# EXERCISE DIRECTIONS
The records below should be written out again, exactly.

Data items:
-=-=-
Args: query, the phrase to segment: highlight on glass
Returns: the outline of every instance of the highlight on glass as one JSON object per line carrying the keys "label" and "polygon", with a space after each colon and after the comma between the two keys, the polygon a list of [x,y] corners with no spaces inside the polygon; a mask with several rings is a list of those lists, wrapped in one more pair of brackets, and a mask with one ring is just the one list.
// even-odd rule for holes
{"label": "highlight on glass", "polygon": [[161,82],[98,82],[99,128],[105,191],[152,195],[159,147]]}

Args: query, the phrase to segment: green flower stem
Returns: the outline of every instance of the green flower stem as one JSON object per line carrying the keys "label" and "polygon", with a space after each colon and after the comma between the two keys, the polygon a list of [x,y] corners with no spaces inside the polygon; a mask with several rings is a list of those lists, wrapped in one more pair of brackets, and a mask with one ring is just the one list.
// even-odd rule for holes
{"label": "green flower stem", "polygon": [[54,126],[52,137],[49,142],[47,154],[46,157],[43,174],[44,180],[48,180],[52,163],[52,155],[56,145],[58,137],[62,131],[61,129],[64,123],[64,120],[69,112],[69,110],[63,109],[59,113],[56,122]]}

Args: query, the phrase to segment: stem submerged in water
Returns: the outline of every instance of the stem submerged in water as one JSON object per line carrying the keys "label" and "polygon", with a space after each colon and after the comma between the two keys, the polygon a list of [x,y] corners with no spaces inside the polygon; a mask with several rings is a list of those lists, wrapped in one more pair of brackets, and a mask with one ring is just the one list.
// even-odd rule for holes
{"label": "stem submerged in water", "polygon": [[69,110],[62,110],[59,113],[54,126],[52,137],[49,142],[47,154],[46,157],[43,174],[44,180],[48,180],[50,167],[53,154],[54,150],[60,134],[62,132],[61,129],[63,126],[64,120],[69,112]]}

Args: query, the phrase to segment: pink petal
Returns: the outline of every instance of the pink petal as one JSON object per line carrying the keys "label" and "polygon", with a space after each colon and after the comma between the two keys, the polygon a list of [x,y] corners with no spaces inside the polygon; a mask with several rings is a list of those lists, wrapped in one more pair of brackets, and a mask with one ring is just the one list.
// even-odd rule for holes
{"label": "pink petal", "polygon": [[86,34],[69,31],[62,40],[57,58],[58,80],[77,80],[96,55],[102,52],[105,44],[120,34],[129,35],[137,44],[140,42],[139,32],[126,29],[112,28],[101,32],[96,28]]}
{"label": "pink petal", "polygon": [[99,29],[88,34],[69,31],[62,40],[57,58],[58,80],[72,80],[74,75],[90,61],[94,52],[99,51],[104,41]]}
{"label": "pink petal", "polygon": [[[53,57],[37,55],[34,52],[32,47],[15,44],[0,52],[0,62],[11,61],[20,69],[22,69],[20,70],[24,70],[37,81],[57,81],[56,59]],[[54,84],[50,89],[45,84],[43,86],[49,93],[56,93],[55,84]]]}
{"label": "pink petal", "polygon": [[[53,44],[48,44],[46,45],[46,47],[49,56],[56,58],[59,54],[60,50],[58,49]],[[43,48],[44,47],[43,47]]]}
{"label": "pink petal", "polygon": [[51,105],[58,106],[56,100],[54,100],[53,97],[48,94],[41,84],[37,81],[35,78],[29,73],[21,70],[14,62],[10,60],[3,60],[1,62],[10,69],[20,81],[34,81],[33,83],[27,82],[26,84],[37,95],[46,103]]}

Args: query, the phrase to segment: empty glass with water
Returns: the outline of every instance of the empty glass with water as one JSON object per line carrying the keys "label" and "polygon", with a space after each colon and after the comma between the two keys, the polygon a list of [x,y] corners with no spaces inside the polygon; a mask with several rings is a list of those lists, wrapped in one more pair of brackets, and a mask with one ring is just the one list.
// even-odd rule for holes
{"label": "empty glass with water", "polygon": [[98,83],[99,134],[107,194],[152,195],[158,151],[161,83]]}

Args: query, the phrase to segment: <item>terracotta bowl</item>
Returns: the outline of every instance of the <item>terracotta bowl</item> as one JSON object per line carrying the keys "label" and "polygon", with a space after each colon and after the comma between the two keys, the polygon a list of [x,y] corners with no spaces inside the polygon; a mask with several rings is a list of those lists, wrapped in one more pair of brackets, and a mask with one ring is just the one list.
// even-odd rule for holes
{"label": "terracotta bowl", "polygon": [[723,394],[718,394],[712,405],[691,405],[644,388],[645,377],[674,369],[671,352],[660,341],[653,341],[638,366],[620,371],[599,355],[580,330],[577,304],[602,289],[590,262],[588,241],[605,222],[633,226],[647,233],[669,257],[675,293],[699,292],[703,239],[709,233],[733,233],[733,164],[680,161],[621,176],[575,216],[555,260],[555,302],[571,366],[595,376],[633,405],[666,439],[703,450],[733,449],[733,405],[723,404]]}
-=-=-
# SOLUTION
Args: query, the phrase to segment: highlight on glass
Returns: the outline of every instance of the highlight on glass as one JSON object per line carrying the keys "label" and "polygon", with a space after each colon and after the comma between the two keys, the polygon a list of [x,y] corners with no spaces inside the polygon; a mask with several rings is a list of those lists, wrapped in one more pair of brackets, and a mask with one ring is just the one list.
// even-odd rule for holes
{"label": "highlight on glass", "polygon": [[161,82],[98,82],[99,128],[105,191],[152,195],[159,147]]}

Args: query, the phrase to segment: green flower stem
Returns: the outline of every instance of the green flower stem as one JSON object per line carrying the keys "label" and "polygon", with a space after each colon and after the comma between the two keys, the polygon a list of [x,y] corners with no spaces inside the polygon; a mask with several rings is a list of those lists, wrapped in one more pair of brackets, and a mask with one ring is just the one list.
// even-odd rule for holes
{"label": "green flower stem", "polygon": [[54,126],[52,137],[49,142],[47,154],[46,157],[43,174],[44,180],[48,180],[52,163],[52,155],[56,145],[58,137],[62,131],[61,129],[64,123],[64,120],[69,112],[69,110],[63,109],[59,113],[56,122]]}

Args: query, the phrase to segment: stem submerged in water
Returns: the outline of every instance of the stem submerged in water as one JSON object per line carrying the keys "label" and "polygon", with a space after each colon and after the comma between the two keys, the polygon a list of [x,y] corners with no spaces inside the polygon; a mask with several rings is a list of those lists, wrapped in one more pair of brackets, and a mask with one ring is just the one list.
// even-odd rule for holes
{"label": "stem submerged in water", "polygon": [[69,110],[62,110],[59,113],[54,126],[52,137],[49,142],[47,154],[46,157],[43,174],[44,180],[48,180],[50,167],[53,154],[54,150],[60,134],[62,132],[61,129],[63,126],[64,120],[69,112]]}

Args: query, the phrase to segment: pink petal
Returns: the outline of every instance of the pink petal as one JSON object per line carrying the keys "label" and "polygon", with a space after each colon and after the comma between the two keys, the polygon a list of [x,y] corners with no spaces inside the polygon; a mask with several rings is a list of those lists, wrapped in one more pair of brackets, and a mask with one ring is just the one list.
// even-odd rule for holes
{"label": "pink petal", "polygon": [[86,34],[69,31],[62,40],[57,58],[58,80],[77,80],[96,55],[102,52],[105,44],[120,34],[129,35],[137,44],[140,42],[139,32],[126,29],[112,28],[101,32],[96,28]]}
{"label": "pink petal", "polygon": [[99,29],[88,34],[69,31],[62,40],[57,58],[58,80],[72,80],[74,75],[90,61],[94,52],[99,51],[104,41]]}
{"label": "pink petal", "polygon": [[[53,57],[37,55],[34,52],[32,47],[15,44],[0,52],[0,62],[11,61],[20,69],[22,69],[20,70],[24,70],[37,81],[57,81],[56,59]],[[54,84],[50,89],[45,84],[43,86],[49,93],[56,93],[55,84]]]}
{"label": "pink petal", "polygon": [[[53,44],[48,44],[46,45],[46,47],[49,56],[56,58],[59,54],[60,50],[58,49]],[[43,48],[44,47],[43,47]]]}
{"label": "pink petal", "polygon": [[51,105],[58,106],[56,100],[54,100],[53,97],[48,94],[41,84],[37,81],[35,78],[29,73],[21,70],[14,62],[10,60],[3,60],[1,62],[10,69],[20,81],[34,81],[33,83],[27,82],[26,84],[37,95],[46,103]]}

Args: query, the phrase to segment: empty glass with water
Returns: the outline of every instance of the empty glass with water as one JSON object per line carrying the keys "label" and "polygon", with a space after each colon and after the comma between the two keys, the polygon a list of [x,y] corners with no spaces inside the polygon; a mask with several rings is a list of those lists, wrapped in one more pair of brackets, and a mask with one ring is just the one list.
// even-odd rule for holes
{"label": "empty glass with water", "polygon": [[98,83],[99,134],[107,194],[152,195],[158,151],[161,83]]}

Args: query, the phrase to segment: <item>terracotta bowl</item>
Returns: the outline of every instance of the <item>terracotta bowl</item> as one JSON object per line carrying the keys "label" and "polygon", with a space after each colon and after the comma between the two keys, the polygon a list of [x,y] corners with no spaces inside the polygon; a mask with several rings is a list of those lists, wrapped in one more pair of brackets, and a mask with one ring is just the one list.
// even-odd rule for holes
{"label": "terracotta bowl", "polygon": [[723,394],[718,394],[712,405],[691,405],[644,388],[645,377],[674,369],[671,352],[660,341],[653,341],[638,366],[620,371],[599,355],[580,330],[577,304],[602,289],[590,262],[588,241],[605,222],[633,226],[647,233],[669,257],[675,293],[699,292],[703,239],[709,233],[733,233],[733,164],[680,161],[621,176],[575,216],[555,260],[555,302],[571,366],[595,376],[633,405],[666,439],[703,450],[733,449],[733,405],[723,404]]}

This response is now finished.